The American Dream is to start a small business and develop it through years of hard work and investment. Millions of small businesses form the backbone of our economy, annually creating 60 to 80 percent of all new jobs.
Location is the key to most businesses, and the entrepreneurs typically build their reputation at a particular spot. But lately, many have been greeted by a surprise message from City Hall: their town is taking their property for the benefit of someone else.
A lifetime of effort is suddenly snuffed out by the arbitrary decision of a few councilmen or unelected city planners. The business owner can claim only an appraised value for the hollow building and land that he actually owns, and he receives $0 for the good will and revenue stream from customers he has nourished over the years. A business leasing its property usually receives no compensation, and the employees get nothing.
Citizen outrage about these intrusions into private enterprise has reached the Supreme Court, which just announced it will address this controversy. It has been 50 years since the high Court has issued a major ruling in this area, and much mischief has happened in the meantime.

» **INPUT DATA**
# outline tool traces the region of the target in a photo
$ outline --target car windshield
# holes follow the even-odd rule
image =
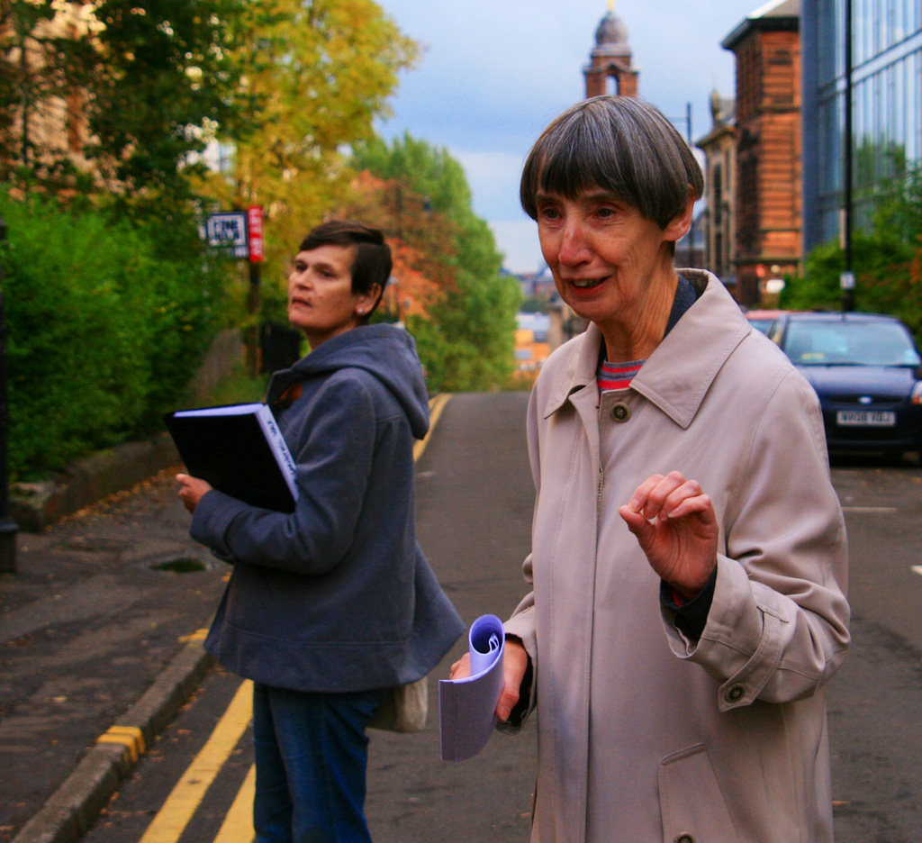
[[[757,331],[762,331],[763,334],[768,333],[768,329],[774,323],[774,319],[769,318],[767,316],[752,316],[750,318],[750,325],[752,326]]]
[[[896,322],[791,320],[785,353],[798,366],[917,366],[909,332]]]

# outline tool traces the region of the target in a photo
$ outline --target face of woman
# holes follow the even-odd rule
[[[604,190],[576,199],[538,194],[541,254],[561,298],[578,315],[607,325],[635,322],[651,295],[674,277],[669,242],[687,229],[677,217],[666,229]]]
[[[356,327],[374,303],[377,285],[352,292],[354,246],[325,245],[299,252],[289,273],[289,321],[311,348]],[[372,294],[374,293],[374,296]]]

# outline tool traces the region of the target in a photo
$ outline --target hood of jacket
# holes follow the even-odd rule
[[[429,430],[429,395],[416,342],[392,325],[364,325],[327,339],[290,369],[272,375],[266,400],[272,403],[295,383],[346,368],[373,374],[397,398],[417,439]]]

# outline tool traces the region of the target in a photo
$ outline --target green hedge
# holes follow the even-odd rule
[[[161,430],[217,327],[222,280],[162,232],[0,194],[10,477]]]

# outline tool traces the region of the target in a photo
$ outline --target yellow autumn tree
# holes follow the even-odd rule
[[[348,189],[343,150],[373,136],[418,48],[373,0],[258,0],[238,26],[250,131],[206,189],[222,208],[263,207],[268,274],[280,275]]]

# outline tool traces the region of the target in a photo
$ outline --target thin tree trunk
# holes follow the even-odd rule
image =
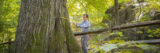
[[[21,0],[15,53],[82,53],[68,19],[66,0]]]

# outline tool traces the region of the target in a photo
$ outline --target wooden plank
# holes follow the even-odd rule
[[[144,21],[139,23],[131,23],[121,26],[115,26],[112,28],[112,30],[122,30],[122,29],[128,29],[128,28],[135,28],[135,27],[144,27],[144,26],[151,26],[151,25],[160,25],[160,20],[152,20],[152,21]],[[95,33],[102,33],[105,31],[108,31],[108,28],[94,30],[94,31],[86,31],[86,32],[75,32],[75,36],[79,35],[85,35],[85,34],[95,34]]]

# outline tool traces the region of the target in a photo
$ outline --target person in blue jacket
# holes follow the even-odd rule
[[[82,32],[89,31],[90,28],[90,22],[88,20],[88,14],[83,15],[83,22],[76,24],[79,28],[81,28]],[[81,45],[82,45],[82,50],[84,53],[88,53],[87,49],[87,42],[88,42],[88,37],[89,35],[82,35],[81,36]]]

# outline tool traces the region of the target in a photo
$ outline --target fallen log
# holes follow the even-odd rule
[[[122,29],[151,26],[151,25],[160,25],[160,20],[144,21],[144,22],[139,22],[139,23],[131,23],[131,24],[126,24],[126,25],[121,25],[121,26],[115,26],[115,27],[112,27],[111,30],[122,30]],[[75,32],[74,35],[79,36],[79,35],[85,35],[85,34],[102,33],[108,30],[109,30],[108,28],[104,28],[104,29],[99,29],[99,30],[94,30],[94,31]]]
[[[144,21],[144,22],[139,22],[139,23],[132,23],[132,24],[126,24],[126,25],[121,25],[121,26],[115,26],[111,30],[121,30],[121,29],[143,27],[143,26],[150,26],[150,25],[159,25],[159,24],[160,24],[160,20]],[[102,33],[102,32],[108,31],[108,30],[109,30],[108,28],[104,28],[104,29],[99,29],[99,30],[94,30],[94,31],[75,32],[74,35],[79,36],[79,35],[85,35],[85,34]],[[11,43],[14,43],[14,41],[11,41]],[[1,43],[0,45],[5,45],[5,44],[9,44],[9,42]]]

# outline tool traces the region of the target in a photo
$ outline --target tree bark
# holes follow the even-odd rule
[[[82,53],[66,0],[21,0],[14,53]]]

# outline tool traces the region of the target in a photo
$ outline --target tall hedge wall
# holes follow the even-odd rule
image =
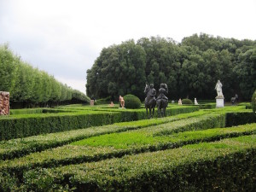
[[[197,107],[172,108],[166,110],[166,115],[197,110],[199,110]],[[81,112],[70,114],[33,114],[2,118],[0,119],[0,141],[147,118],[145,109],[123,110],[119,113],[103,111],[91,113],[93,113]]]

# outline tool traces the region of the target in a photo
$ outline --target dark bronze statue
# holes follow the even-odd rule
[[[159,90],[159,96],[156,98],[156,106],[158,111],[158,117],[166,116],[166,109],[168,106],[168,98],[166,94],[168,93],[168,86],[166,84],[160,84],[160,89]]]
[[[155,108],[155,95],[156,91],[154,89],[154,84],[150,84],[150,85],[146,84],[144,93],[146,93],[147,97],[145,98],[145,108],[147,111],[148,118],[150,119],[154,116],[154,108]],[[148,112],[148,108],[149,109],[149,114]],[[152,113],[151,113],[152,110]]]

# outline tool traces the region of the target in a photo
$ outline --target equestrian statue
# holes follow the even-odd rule
[[[168,106],[168,97],[166,96],[166,94],[167,93],[168,93],[167,84],[160,84],[160,89],[159,90],[159,96],[156,98],[158,117],[166,116],[166,109]]]
[[[148,118],[150,119],[154,116],[154,108],[155,108],[155,95],[156,91],[154,89],[154,84],[147,84],[145,86],[144,93],[146,93],[147,97],[145,98],[145,108],[147,111]],[[148,112],[148,109],[149,109],[149,114]],[[151,113],[152,110],[152,113]]]

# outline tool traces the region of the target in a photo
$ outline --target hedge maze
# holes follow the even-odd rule
[[[145,109],[55,110],[0,119],[0,191],[256,188],[256,115],[245,106],[171,106],[150,119]]]

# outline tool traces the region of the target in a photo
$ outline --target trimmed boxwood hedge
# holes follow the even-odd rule
[[[235,126],[256,122],[256,115],[253,113],[227,113],[226,126]]]
[[[252,108],[254,113],[256,113],[256,90],[252,97]]]
[[[183,99],[182,100],[183,105],[192,105],[193,102],[190,99]]]
[[[30,170],[17,188],[27,191],[64,188],[75,191],[254,191],[255,170],[253,135],[99,162]],[[8,173],[4,178],[11,180]]]
[[[172,108],[166,109],[166,116],[198,110],[198,107],[192,106]],[[108,112],[105,109],[59,114],[9,116],[0,118],[0,141],[144,119],[147,119],[145,109],[119,112]]]
[[[124,96],[125,108],[140,108],[142,102],[140,99],[133,95],[126,95]]]
[[[74,141],[112,132],[137,130],[143,127],[166,124],[184,119],[199,117],[210,113],[210,111],[197,111],[182,113],[172,117],[143,119],[131,122],[120,122],[113,125],[72,130],[56,133],[44,134],[24,138],[0,142],[0,160],[13,159],[26,155],[32,152],[56,148]]]

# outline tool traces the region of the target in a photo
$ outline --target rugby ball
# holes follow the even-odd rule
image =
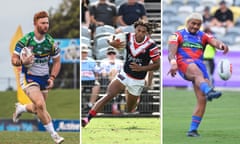
[[[232,64],[228,59],[221,59],[217,66],[218,75],[222,80],[228,80],[232,76]]]
[[[25,55],[26,57],[30,57],[32,56],[32,50],[28,47],[24,47],[22,48],[21,52],[20,52],[20,59],[22,60],[23,59],[23,55]],[[32,63],[31,64],[28,64],[28,65],[24,65],[25,67],[29,68],[32,66]]]
[[[119,43],[124,42],[124,45],[122,47],[116,48],[117,50],[122,51],[125,49],[125,47],[126,47],[126,34],[125,33],[115,34],[112,36],[112,39],[116,40]]]

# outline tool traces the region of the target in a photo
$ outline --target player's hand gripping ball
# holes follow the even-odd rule
[[[29,68],[33,64],[33,53],[32,50],[28,47],[24,47],[20,53],[20,59],[25,67]]]
[[[221,59],[217,66],[218,75],[222,80],[228,80],[232,76],[232,64],[228,59]]]

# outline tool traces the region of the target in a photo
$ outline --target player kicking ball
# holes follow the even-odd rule
[[[26,34],[16,44],[12,64],[22,66],[20,85],[32,103],[26,105],[17,103],[13,122],[18,122],[23,112],[34,113],[54,142],[60,144],[64,138],[54,130],[45,102],[48,90],[53,88],[54,80],[61,68],[60,50],[55,46],[53,38],[47,34],[48,28],[48,14],[40,11],[34,15],[34,31]],[[31,52],[23,53],[25,49],[30,49]],[[29,53],[32,54],[29,55]],[[53,60],[53,67],[49,75],[50,58]]]
[[[197,98],[197,105],[187,133],[189,137],[199,136],[197,129],[203,118],[207,100],[211,101],[222,95],[210,86],[208,73],[203,63],[204,47],[210,44],[223,50],[224,54],[228,52],[227,45],[199,30],[202,21],[202,15],[199,13],[189,15],[186,19],[186,28],[170,36],[168,45],[168,59],[171,65],[169,73],[174,77],[178,71],[183,79],[191,81]]]
[[[85,127],[104,105],[124,91],[125,88],[127,89],[127,111],[134,111],[137,107],[138,97],[144,88],[147,72],[159,69],[159,48],[149,36],[152,32],[151,25],[139,20],[134,23],[134,27],[135,33],[126,34],[125,42],[115,39],[114,36],[113,40],[109,42],[111,46],[117,49],[122,47],[126,49],[124,66],[108,85],[106,95],[99,99],[89,111],[87,117],[82,119],[82,127]]]

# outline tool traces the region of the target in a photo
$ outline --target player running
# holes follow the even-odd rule
[[[96,116],[107,102],[125,88],[127,88],[127,111],[134,111],[137,107],[138,97],[144,88],[147,72],[159,69],[159,48],[149,36],[152,31],[151,25],[139,20],[134,23],[134,27],[135,33],[126,34],[126,59],[123,69],[108,85],[106,96],[98,100],[87,117],[82,119],[83,127],[89,123],[92,117]],[[115,48],[121,48],[124,42],[113,39],[109,44]]]
[[[206,101],[219,98],[222,93],[215,91],[209,82],[205,65],[203,64],[203,51],[206,44],[210,44],[224,54],[228,46],[216,40],[212,35],[200,31],[202,15],[192,13],[186,20],[186,28],[174,33],[169,38],[168,59],[171,65],[169,73],[172,77],[178,71],[181,77],[191,81],[197,98],[197,105],[192,115],[192,122],[187,136],[197,137],[198,126],[206,108]]]
[[[13,122],[18,122],[23,112],[34,113],[38,116],[46,130],[51,134],[55,143],[64,141],[54,130],[51,116],[46,108],[48,90],[53,88],[54,80],[61,67],[60,50],[55,46],[53,38],[47,34],[49,29],[48,14],[40,11],[34,15],[34,31],[26,34],[16,44],[12,55],[12,64],[22,66],[20,85],[32,101],[31,104],[22,105],[16,103],[16,111],[13,114]],[[30,48],[33,55],[20,59],[21,50]],[[52,58],[53,67],[49,75],[49,60]],[[26,65],[32,66],[27,68]]]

» **EXERCISE INSTRUCTIONS**
Reproduce the passage about cities taking small-business property in full, word for word. The data is not required for any of the work here.

» **RESPONSE TO THE EXERCISE**
The American Dream is to start a small business and develop it through years of hard work and investment. Millions of small businesses form the backbone of our economy, annually creating 60 to 80 percent of all new jobs.
Location is the key to most businesses, and the entrepreneurs typically build their reputation at a particular spot. But lately, many have been greeted by a surprise message from City Hall: their town is taking their property for the benefit of someone else.
A lifetime of effort is suddenly snuffed out by the arbitrary decision of a few councilmen or unelected city planners. The business owner can claim only an appraised value for the hollow building and land that he actually owns, and he receives $0 for the good will and revenue stream from customers he has nourished over the years. A business leasing its property usually receives no compensation, and the employees get nothing.
Citizen outrage about these intrusions into private enterprise has reached the Supreme Court, which just announced it will address this controversy. It has been 50 years since the high Court has issued a major ruling in this area, and much mischief has happened in the meantime.